= Rows from a pointing dataset =
—————
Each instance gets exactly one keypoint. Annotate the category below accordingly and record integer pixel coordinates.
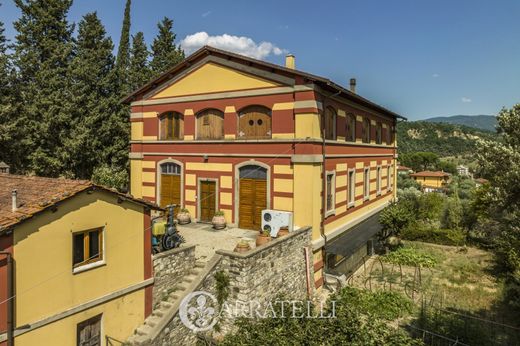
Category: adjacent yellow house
(431, 181)
(75, 259)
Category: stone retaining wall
(169, 268)
(263, 274)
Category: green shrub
(430, 234)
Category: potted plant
(183, 216)
(219, 221)
(263, 237)
(283, 231)
(242, 246)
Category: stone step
(143, 330)
(152, 321)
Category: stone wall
(169, 268)
(276, 269)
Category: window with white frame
(330, 197)
(366, 184)
(351, 188)
(378, 180)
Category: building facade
(431, 181)
(225, 132)
(74, 259)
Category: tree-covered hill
(482, 122)
(440, 138)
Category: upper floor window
(254, 122)
(330, 123)
(366, 130)
(210, 124)
(350, 135)
(389, 135)
(330, 184)
(171, 126)
(87, 247)
(379, 133)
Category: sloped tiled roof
(36, 194)
(430, 174)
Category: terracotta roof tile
(35, 194)
(430, 174)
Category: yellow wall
(212, 78)
(120, 319)
(45, 283)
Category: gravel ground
(209, 240)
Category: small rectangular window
(330, 185)
(366, 184)
(351, 187)
(87, 247)
(378, 180)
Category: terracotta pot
(242, 247)
(262, 239)
(183, 218)
(219, 222)
(283, 231)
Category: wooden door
(89, 332)
(207, 200)
(253, 199)
(171, 191)
(254, 123)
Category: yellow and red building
(431, 181)
(221, 131)
(75, 262)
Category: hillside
(440, 138)
(482, 122)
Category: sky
(419, 58)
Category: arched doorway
(170, 188)
(252, 196)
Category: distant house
(481, 181)
(431, 181)
(463, 170)
(4, 168)
(404, 170)
(75, 262)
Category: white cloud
(238, 44)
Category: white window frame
(379, 181)
(351, 188)
(332, 210)
(98, 263)
(366, 183)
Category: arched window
(330, 123)
(210, 124)
(254, 122)
(366, 130)
(379, 133)
(351, 128)
(171, 126)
—————
= The task =
Convert the material above into a Markdown table with the columns "Number" and "Line", one row per line and blank lines omitted. Keep the pictures out of the table.

= Problem solution =
| Number | Line |
|---|---|
| 1 | Each instance gets exactly one keypoint. Annotate the category below accordingly and record integer pixel coordinates. |
| 2 | Category: adjacent yellow house |
| 3 | (431, 181) |
| 4 | (75, 259) |
| 5 | Category: stone retaining wall |
| 6 | (169, 268) |
| 7 | (263, 274) |
| 8 | Category: green shrub |
| 9 | (430, 234) |
| 10 | Category: potted plant |
| 11 | (183, 216) |
| 12 | (219, 221) |
| 13 | (263, 237) |
| 14 | (283, 231) |
| 15 | (242, 246) |
| 16 | Category: stone step |
| 17 | (143, 330) |
| 18 | (152, 321) |
| 19 | Category: stone wall |
| 20 | (169, 268) |
| 21 | (276, 269) |
| 22 | Category: window with white frame |
| 23 | (330, 197) |
| 24 | (366, 184) |
| 25 | (351, 188) |
| 26 | (378, 180) |
| 27 | Category: building facade |
| 28 | (431, 181) |
| 29 | (225, 132) |
| 30 | (74, 259) |
| 31 | Category: tree-covered hill |
| 32 | (482, 122) |
| 33 | (440, 138) |
| 34 | Category: upper floor window |
| 35 | (254, 122) |
| 36 | (330, 123) |
| 37 | (366, 130) |
| 38 | (210, 124) |
| 39 | (350, 135) |
| 40 | (389, 135) |
| 41 | (330, 184) |
| 42 | (171, 126) |
| 43 | (87, 247) |
| 44 | (379, 133) |
| 45 | Category: sloped tiled roof |
| 46 | (36, 194) |
| 47 | (430, 174) |
| 48 | Category: terracotta roof tile |
| 49 | (35, 194) |
| 50 | (430, 174) |
| 51 | Category: yellow wall |
| 52 | (212, 78) |
| 53 | (120, 319) |
| 54 | (45, 283) |
| 55 | Category: gravel ground |
| 56 | (209, 240) |
| 57 | Category: small rectangular window |
| 58 | (330, 185) |
| 59 | (366, 184) |
| 60 | (351, 187) |
| 61 | (87, 247) |
| 62 | (378, 180) |
| 63 | Category: terracotta pot |
| 64 | (242, 247) |
| 65 | (262, 239) |
| 66 | (183, 218) |
| 67 | (219, 222) |
| 68 | (283, 231) |
| 69 | Category: wooden door |
| 70 | (89, 332) |
| 71 | (207, 200) |
| 72 | (253, 199) |
| 73 | (171, 191) |
| 74 | (254, 123) |
| 75 | Category: yellow and red building |
| 76 | (431, 181) |
| 77 | (221, 131) |
| 78 | (75, 262) |
| 79 | Category: hillside |
| 80 | (440, 138) |
| 81 | (482, 122) |
| 82 | Category: sky |
| 83 | (419, 58) |
| 84 | Category: arched doorway |
| 85 | (170, 188) |
| 86 | (252, 196) |
| 87 | Category: distant house |
| 88 | (481, 181) |
| 89 | (431, 181) |
| 90 | (463, 170) |
| 91 | (4, 168) |
| 92 | (404, 170) |
| 93 | (75, 262) |
| 94 | Category: white cloud |
| 95 | (238, 44) |
| 96 | Category: white window frame |
| 97 | (379, 181) |
| 98 | (351, 188) |
| 99 | (332, 210) |
| 100 | (98, 263) |
| 101 | (366, 183) |
| 102 | Category: arched window |
| 103 | (330, 123) |
| 104 | (210, 124) |
| 105 | (254, 122) |
| 106 | (366, 130) |
| 107 | (379, 133) |
| 108 | (351, 128) |
| 109 | (171, 126) |